:: Available records

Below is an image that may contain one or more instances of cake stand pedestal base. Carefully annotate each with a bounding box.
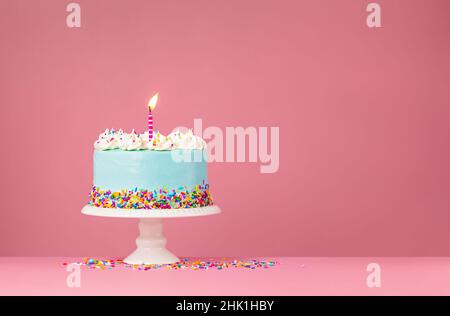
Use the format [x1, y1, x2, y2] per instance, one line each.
[124, 218, 179, 265]
[81, 204, 221, 265]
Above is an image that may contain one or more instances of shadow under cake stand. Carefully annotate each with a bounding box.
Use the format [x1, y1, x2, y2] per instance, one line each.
[81, 205, 221, 264]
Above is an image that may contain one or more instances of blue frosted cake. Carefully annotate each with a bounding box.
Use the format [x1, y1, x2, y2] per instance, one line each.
[88, 129, 213, 209]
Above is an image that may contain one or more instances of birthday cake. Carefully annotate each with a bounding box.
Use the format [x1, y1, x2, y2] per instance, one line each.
[88, 129, 213, 210]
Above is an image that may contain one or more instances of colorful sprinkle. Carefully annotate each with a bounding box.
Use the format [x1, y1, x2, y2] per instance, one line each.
[68, 258, 279, 271]
[88, 183, 213, 209]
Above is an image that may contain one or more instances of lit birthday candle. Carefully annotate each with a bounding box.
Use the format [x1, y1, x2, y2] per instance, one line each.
[147, 93, 159, 142]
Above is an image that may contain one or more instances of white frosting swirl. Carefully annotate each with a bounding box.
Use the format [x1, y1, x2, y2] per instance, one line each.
[149, 132, 174, 151]
[119, 130, 146, 151]
[168, 129, 206, 150]
[94, 128, 122, 150]
[94, 129, 206, 151]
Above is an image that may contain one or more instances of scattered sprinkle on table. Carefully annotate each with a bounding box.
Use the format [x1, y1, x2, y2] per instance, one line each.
[64, 258, 279, 271]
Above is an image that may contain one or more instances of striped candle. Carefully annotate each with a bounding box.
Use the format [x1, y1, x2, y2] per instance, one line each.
[147, 93, 159, 142]
[148, 110, 153, 141]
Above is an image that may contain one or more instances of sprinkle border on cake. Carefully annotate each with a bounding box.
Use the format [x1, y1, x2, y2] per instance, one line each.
[89, 182, 213, 209]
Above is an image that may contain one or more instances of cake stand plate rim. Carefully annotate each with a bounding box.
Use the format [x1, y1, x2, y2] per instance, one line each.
[81, 204, 221, 218]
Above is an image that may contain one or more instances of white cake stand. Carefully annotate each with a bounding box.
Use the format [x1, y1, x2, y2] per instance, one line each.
[81, 205, 221, 264]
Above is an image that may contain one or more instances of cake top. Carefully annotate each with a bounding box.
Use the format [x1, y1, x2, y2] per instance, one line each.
[94, 129, 206, 151]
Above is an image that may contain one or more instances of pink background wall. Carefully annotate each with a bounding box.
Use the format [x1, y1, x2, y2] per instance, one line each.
[1, 0, 449, 257]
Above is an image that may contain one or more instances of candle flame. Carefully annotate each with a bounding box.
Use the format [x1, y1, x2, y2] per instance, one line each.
[148, 93, 159, 111]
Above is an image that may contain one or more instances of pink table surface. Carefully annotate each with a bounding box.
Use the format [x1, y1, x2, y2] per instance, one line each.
[1, 257, 450, 296]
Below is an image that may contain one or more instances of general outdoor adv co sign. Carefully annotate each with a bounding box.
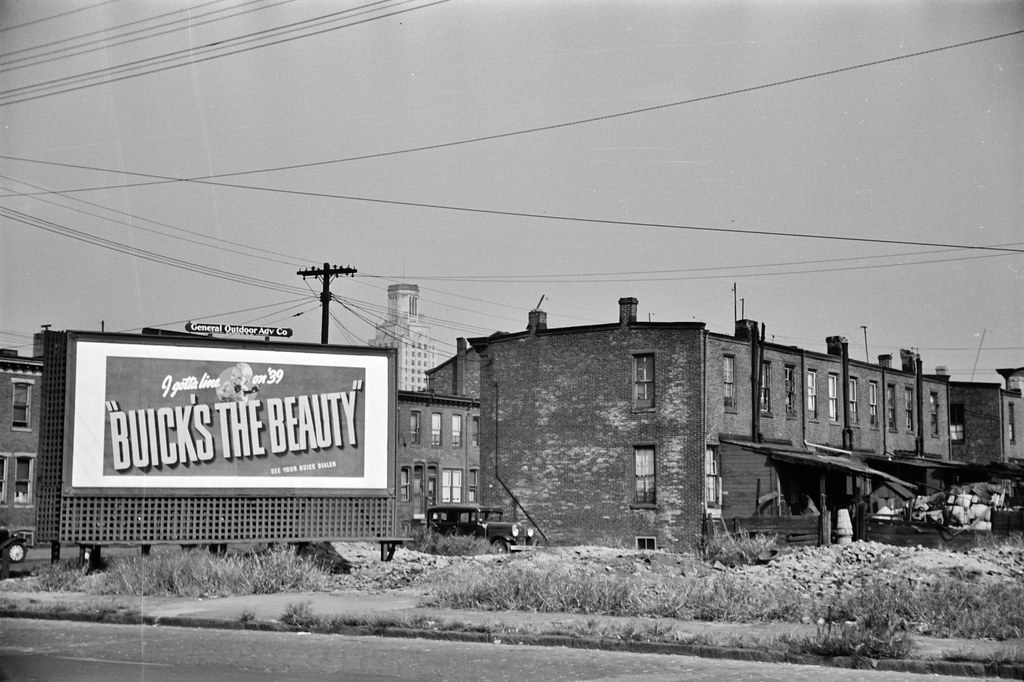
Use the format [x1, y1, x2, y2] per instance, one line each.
[65, 334, 392, 493]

::::

▶ **Try it**
Your answer should be every line above, written out exactly, with no pictures.

▶ **Output**
Below is an image that may contain one or more instances of cake stand pedestal base. Carefully annotate each with a bounding box.
Use the format [x1, y1, x2, y2] per instance, one line each.
[124, 218, 179, 265]
[81, 204, 221, 265]
Above is an image that may contain one or more instances of shadow under cake stand. Carefully annotate each with a bounding box.
Use the format [x1, y1, x2, y2] per instance, one line each.
[81, 205, 221, 264]
Above is an image that may contain one or more instances of blue frosted cake. Carefully annotate each with a bounding box.
Use the format [x1, y1, x2, y2] per instance, one line each.
[88, 129, 213, 209]
Above is an image that may contain one or more instances of birthday cake. Carefully annotate each with a bounding box.
Use the format [x1, y1, x2, y2] per instance, one line each.
[88, 129, 213, 210]
Above is an image that may contain one or more instances of colorful sprinkle. Carefully annotate each with a bounding box.
Use the format [x1, y1, x2, y2] per instance, one line each.
[68, 258, 279, 271]
[88, 183, 213, 209]
Above is an image that may contain one or more instances of lit birthday candle. Carefully annotate each with a bounding box.
Use the format [x1, y1, x2, y2] per instance, one line each.
[147, 93, 159, 142]
Above is an image that may contain one or more instances of white frosting swirl. Carefully annotate each with a bounding box.
Use the format [x1, y1, x2, y2] per instance, one line each.
[149, 132, 174, 151]
[119, 130, 146, 151]
[168, 129, 206, 150]
[94, 128, 122, 150]
[94, 129, 206, 151]
Above is an image that may contain one or more instances of scattered sprinkle on table. Carefully annotate each with a bounding box.
Use the format [x1, y1, x2, y2] per instance, one line each.
[64, 258, 279, 271]
Above is an image that may contain one or more instances of striped candle. Carefully annotate each with a bounding box.
Use the format [x1, y1, x2, y2] per instance, one line each.
[147, 93, 159, 142]
[148, 110, 153, 141]
Above is an image that may contain one or more instances of sprinkle border on cake. Carefully annotate each with a bounding box.
Use the format [x1, y1, x2, y2] per instance, one line each.
[89, 182, 213, 209]
Above is an image that may contain one or more instances of cake stand plate rim. Carefully annotate each with a bounding box.
Use the format [x1, y1, x2, y2] per instance, one line each.
[81, 204, 221, 218]
Above is an image that may contain one or more instances of white cake stand. Carefully annotate each with a bounding box.
Use the format [x1, y1, x2, y2] per instance, one line each.
[81, 205, 221, 264]
Above is an image that may contain one or more instances of cake top. Carefully annotate each with a bounding box.
Use the format [x1, y1, x2, y2] per instance, one line each.
[94, 129, 206, 151]
Above is an image that may contain one or more instances of pink background wall. Carefully annotate each with a bounding box.
Use the format [x1, y1, x2, y2] per instance, one line each.
[1, 0, 449, 257]
Above is an image that may contain one or more instances of candle flame. Carefully annotate each with a bounding box.
Use the format [x1, y1, x2, y2] per instance, one line each.
[148, 93, 159, 111]
Above is an image that may contain one or more instances of pink table surface. Carefully annotate each with a bounding box.
Use the format [x1, y1, x2, y2] per instance, one line each.
[1, 257, 450, 296]
Below is an image that may contain one or more instances of general outdoor adv co sign. Carefully annotate each with a bounding box.
Use the format [x1, y1, x2, y2] per instance, one line each.
[65, 334, 392, 493]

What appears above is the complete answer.